Dans tous les cas, on peut déduire de ce rappel que le général LeMay est mort et qu’il n’a pas de successeur. Au contraire, les chefs militaires US paraissent extrêmement prudents dans ce domaine et prennent les avertissements russes très au sérieux, alors que LeMay, il y a soixante ans, ne songeait qu’à réaliser une provocation amenant les Russes à des actes justifiant la riposte massive de ses ICBM ‘Atlas’ et ‘Titan’, et de ses centaines de B-47 et B-52 se relayant dans les airs, chargés de bombes nucléaires, dans une ronde mortelle autour de l’URSS (voyez ‘Dr. Strangelove’, où le chef d’état-major de l’USAF, le Général ‘Buck’ Turgidson [George C. Scott] est largement inspiré de LeMay).

On peut tout de même noter que cette annulation du tir de l’ICBM, qui est sans aucun doute une décision autonome du Pentagone, si elle confirme une réelle autonomie des forces armées par rapport à un pouvoir civil devenu inexistant, si elle confirme l’état déplorable des forces nucléaires, montre par contre (par contraste complet avec LeMay, – lequel disposait d’une très forte supériorité sur l’URSS), une très réelle préoccupation des chefs militaires devant la situation actuelle ; eux, sans aucun doute, prennent au sérieux la décision de Poutine de mettre en alerte ses forces nucléaires.

Relevés de pointage d'objets nommés
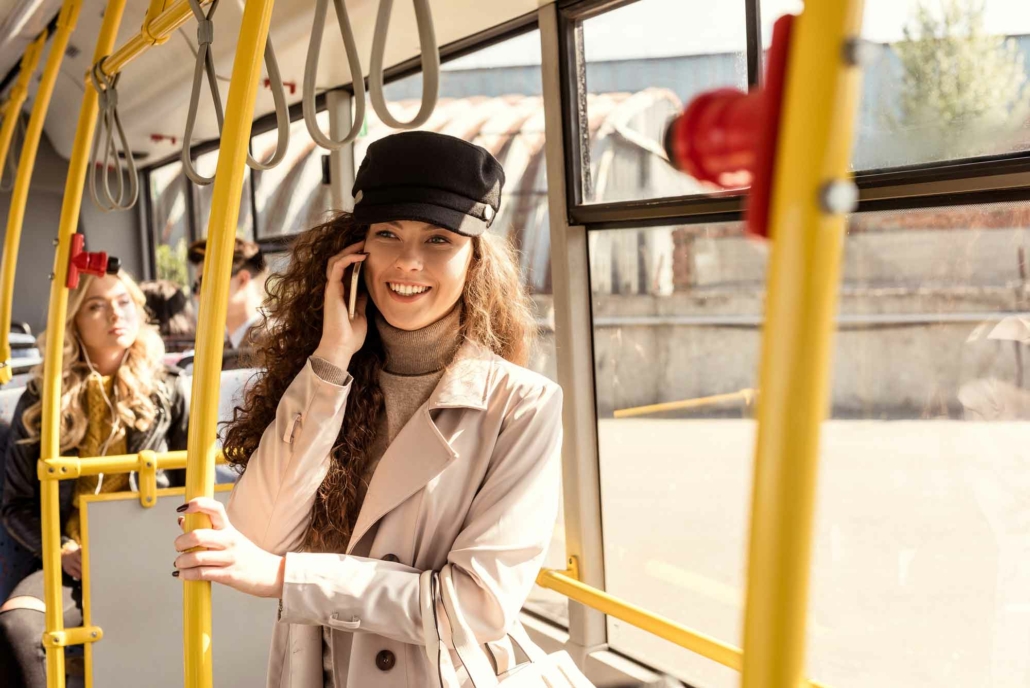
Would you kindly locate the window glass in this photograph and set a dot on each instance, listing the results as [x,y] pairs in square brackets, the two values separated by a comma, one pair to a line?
[170,222]
[949,81]
[922,529]
[290,198]
[205,165]
[492,98]
[643,63]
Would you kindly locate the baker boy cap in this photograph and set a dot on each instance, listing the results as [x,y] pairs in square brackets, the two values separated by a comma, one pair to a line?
[432,178]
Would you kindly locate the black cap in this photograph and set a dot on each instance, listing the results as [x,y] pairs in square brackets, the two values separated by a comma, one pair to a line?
[432,178]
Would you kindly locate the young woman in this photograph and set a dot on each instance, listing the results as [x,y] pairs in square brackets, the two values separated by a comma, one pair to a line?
[116,398]
[408,439]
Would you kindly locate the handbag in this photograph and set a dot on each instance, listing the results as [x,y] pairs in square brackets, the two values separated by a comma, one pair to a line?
[542,669]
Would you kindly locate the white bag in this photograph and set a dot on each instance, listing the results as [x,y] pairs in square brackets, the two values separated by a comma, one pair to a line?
[543,671]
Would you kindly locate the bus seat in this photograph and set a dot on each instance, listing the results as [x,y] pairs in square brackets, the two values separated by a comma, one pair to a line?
[15,561]
[139,605]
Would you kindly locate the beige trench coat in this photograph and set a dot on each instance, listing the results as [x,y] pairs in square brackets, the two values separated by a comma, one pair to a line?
[472,482]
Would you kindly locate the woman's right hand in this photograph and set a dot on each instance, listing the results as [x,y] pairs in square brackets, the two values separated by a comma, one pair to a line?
[342,337]
[71,559]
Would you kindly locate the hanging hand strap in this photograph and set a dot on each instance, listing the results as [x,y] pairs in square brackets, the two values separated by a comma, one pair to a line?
[311,72]
[431,65]
[109,123]
[205,67]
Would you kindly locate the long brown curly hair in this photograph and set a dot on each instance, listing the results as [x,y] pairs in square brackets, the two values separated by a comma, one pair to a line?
[496,314]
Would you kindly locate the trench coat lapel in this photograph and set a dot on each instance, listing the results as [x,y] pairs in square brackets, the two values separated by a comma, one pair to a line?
[420,452]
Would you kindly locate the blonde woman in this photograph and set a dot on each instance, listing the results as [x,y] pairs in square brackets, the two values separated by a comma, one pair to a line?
[407,440]
[117,398]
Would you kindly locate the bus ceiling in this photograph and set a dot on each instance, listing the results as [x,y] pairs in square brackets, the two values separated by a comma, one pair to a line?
[153,92]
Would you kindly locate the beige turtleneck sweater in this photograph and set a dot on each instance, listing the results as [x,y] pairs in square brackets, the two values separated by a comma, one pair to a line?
[415,363]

• [Consignes]:
**a)** Énumérez tous les systèmes d'armes (missiles et bombardiers) que l'extrait attribue à LeMay.
**b)** Reformulez sous forme de liste le paragraphe de l'extrait commençant par « On peut tout de même noter », en conservant ses faits principaux.

• [Réponses par consigne]:
**a)**
- ICBM « Atlas »
- ICBM « Titan »
- B-47
- B-52

**b)**
- L'annulation du tir de l'ICBM est sans aucun doute une décision autonome du Pentagone.
- Elle confirme une réelle autonomie des forces armées par rapport à un pouvoir civil devenu inexistant.
- Elle confirme l'état déplorable des forces nucléaires.
- Elle montre une très réelle préoccupation des chefs militaires devant la situation actuelle. C'est un contraste complet avec LeMay, qui disposait d'une très forte supériorité sur l'URSS.
- Ces chefs prennent au sérieux la décision de Poutine de mettre en alerte ses forces nucléaires.